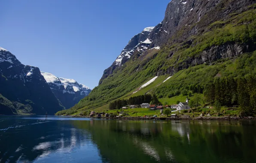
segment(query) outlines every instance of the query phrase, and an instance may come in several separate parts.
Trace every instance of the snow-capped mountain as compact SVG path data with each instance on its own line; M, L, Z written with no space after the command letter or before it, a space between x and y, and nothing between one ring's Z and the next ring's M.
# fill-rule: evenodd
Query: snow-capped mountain
M140 55L143 52L150 48L150 45L152 43L152 40L149 38L149 35L154 28L155 27L147 27L130 40L121 54L111 66L104 71L103 76L100 81L99 84L101 84L103 79L111 74L115 69L126 62L135 52ZM159 49L159 47L157 48Z
M41 72L52 91L66 108L73 106L88 96L91 89L74 79L58 78L50 73Z
M39 68L22 64L0 48L0 114L53 115L64 107L51 91Z

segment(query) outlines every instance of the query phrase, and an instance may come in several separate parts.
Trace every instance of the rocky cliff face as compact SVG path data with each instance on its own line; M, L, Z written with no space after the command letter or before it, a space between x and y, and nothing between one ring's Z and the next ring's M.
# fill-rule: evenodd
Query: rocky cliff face
M58 78L48 72L41 72L52 92L66 108L70 108L88 96L91 90L74 79Z
M0 94L4 99L1 105L6 106L8 103L9 106L1 108L0 114L44 115L47 112L53 115L64 109L38 67L22 64L14 55L2 48L0 85Z
M254 0L247 0L239 1L235 0L229 1L221 0L171 1L167 6L163 21L154 27L150 27L149 30L146 30L146 34L143 35L143 37L141 37L142 33L133 37L116 61L104 71L99 84L102 83L103 80L112 74L114 69L126 62L134 54L138 53L138 56L140 56L146 54L147 51L152 48L160 49L160 47L163 46L170 46L184 42L191 45L194 41L192 38L193 36L200 35L212 30L207 27L209 24L216 21L228 19L231 13L241 13L246 11L248 6L255 3ZM191 39L188 40L188 38ZM143 42L147 43L141 45ZM230 43L230 44L233 44L234 42ZM253 44L250 48L244 47L243 50L236 52L234 51L232 52L230 49L226 49L226 48L232 46L231 45L227 47L215 46L211 47L202 52L201 58L189 58L190 60L186 60L186 62L191 63L191 66L210 62L221 58L234 55L224 54L223 52L235 53L236 55L252 51L255 48L255 45ZM142 48L137 48L138 46ZM237 45L235 46L243 47L244 45ZM171 57L175 52L175 51L170 51L170 56ZM211 53L212 52L213 53ZM165 72L160 71L157 74L171 74L182 69L187 68L187 66L185 67L182 65L179 66L179 68L176 69L174 66L170 67L167 71Z
M171 76L181 70L189 68L191 70L193 68L190 67L202 64L204 65L197 67L199 69L206 67L210 69L211 66L207 65L219 65L226 62L233 64L246 53L247 54L245 57L254 55L256 3L254 0L172 0L168 5L162 22L151 28L142 39L134 41L134 43L131 39L128 48L125 48L104 71L99 86L79 105L59 113L73 114L81 108L100 106L101 109L103 106L107 106L110 101L131 96L131 92L136 92L149 79L156 76ZM136 36L134 39L138 39ZM146 48L137 48L146 42ZM131 50L132 52L125 55L125 52ZM241 67L245 69L243 65ZM201 70L207 71L206 69ZM226 70L229 71L220 66L206 75L215 76L218 71ZM178 80L177 77L171 79L179 80L179 83L172 85L167 82L162 86L152 88L150 92L169 97L174 90L182 91L186 89L183 85L184 83L205 86L213 80L198 78L198 81L189 81L186 80L186 75L196 78L198 74L189 70L184 72L189 74L183 74ZM168 83L170 85L166 85Z
M114 63L104 71L99 84L101 83L102 80L111 74L116 68L126 62L135 51L141 54L149 48L149 45L152 43L152 41L149 39L149 35L154 28L154 27L146 27L142 32L135 35L131 39Z

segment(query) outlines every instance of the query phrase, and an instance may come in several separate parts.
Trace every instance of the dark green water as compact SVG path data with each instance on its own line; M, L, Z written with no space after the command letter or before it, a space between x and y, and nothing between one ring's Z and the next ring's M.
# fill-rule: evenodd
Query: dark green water
M0 163L256 163L256 122L0 116Z

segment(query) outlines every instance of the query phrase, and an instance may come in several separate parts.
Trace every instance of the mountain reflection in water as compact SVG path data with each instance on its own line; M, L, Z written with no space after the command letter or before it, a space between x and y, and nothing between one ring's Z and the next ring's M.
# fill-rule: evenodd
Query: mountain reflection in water
M256 122L0 117L0 163L256 162Z

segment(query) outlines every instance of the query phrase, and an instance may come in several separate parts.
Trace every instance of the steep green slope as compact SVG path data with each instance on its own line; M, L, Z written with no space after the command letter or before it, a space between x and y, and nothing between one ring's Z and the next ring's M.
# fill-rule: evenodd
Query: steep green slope
M223 8L232 1L222 0L213 10L224 12ZM78 109L89 109L104 105L129 94L156 75L173 75L153 91L157 95L167 97L172 93L179 94L184 89L189 90L190 85L198 85L203 89L216 75L255 75L255 65L244 62L249 60L255 63L255 52L253 54L256 50L255 9L254 4L248 6L247 11L230 13L223 20L213 23L209 20L210 13L199 22L184 26L170 38L161 50L153 54L134 54L88 97L70 109L57 114L72 114ZM200 32L186 37L195 27L200 29ZM183 41L177 39L184 37ZM247 54L244 54L247 52Z

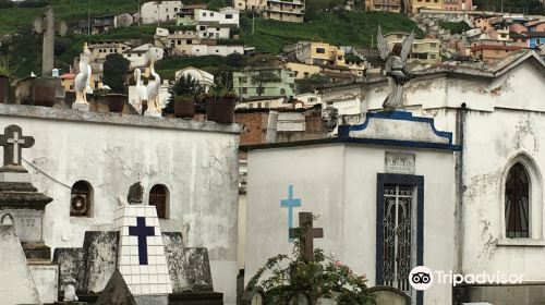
────────────────────
## GIVEN REQUEST
Select each line of the rows above that contains the word "cliff" and copy it out in full.

## PROBLEM SOLUTION
Trace every instance of the rocky cliff face as compact SVG path data with each instance on its own line; M, L, Z written with no space after the command letter or before it, a space between x and y, and nothing between one ring's Z and the next ring's M.
Query: rocky cliff face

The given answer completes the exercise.